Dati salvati
<<<<
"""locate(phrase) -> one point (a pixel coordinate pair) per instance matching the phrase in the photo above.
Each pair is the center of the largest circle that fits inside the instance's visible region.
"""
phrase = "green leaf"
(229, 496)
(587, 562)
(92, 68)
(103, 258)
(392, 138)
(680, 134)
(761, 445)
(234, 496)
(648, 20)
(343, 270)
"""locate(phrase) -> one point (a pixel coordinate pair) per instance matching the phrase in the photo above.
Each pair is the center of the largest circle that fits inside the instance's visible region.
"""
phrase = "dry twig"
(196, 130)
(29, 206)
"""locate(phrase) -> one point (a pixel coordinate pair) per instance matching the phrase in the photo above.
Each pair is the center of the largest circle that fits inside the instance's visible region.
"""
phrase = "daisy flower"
>>>>
▶ _SFIDA_:
Riscrivi tutte le righe del materiale qui sopra, richieste comprese, e sposta di -73 ogni numero delle coordinate nelle risposte.

▶ _RISPOSTA_:
"""locate(phrase) -> one point (a pixel coordinate pair) per instance matching the phrase in the photo above.
Each pair is the center of the largest circle that fits inside the instance's visible region.
"""
phrase = "green leaf"
(156, 423)
(514, 489)
(19, -5)
(30, 185)
(319, 65)
(607, 61)
(688, 372)
(161, 423)
(575, -53)
(270, 197)
"""locate(phrase) -> one point (a pixel coordinate pair) per instance matching the phrase in the photo above.
Each pair is the center of the largest circle that fits inside the instance's visible region.
"""
phrase = "dry twig"
(123, 57)
(-44, 133)
"""locate(phrase) -> one point (a pixel coordinate pair) per instance matching the phrase in the photo above.
Each pair is the center of the largest circle that fits inside the instance's visible region.
"""
phrase = "daisy flower"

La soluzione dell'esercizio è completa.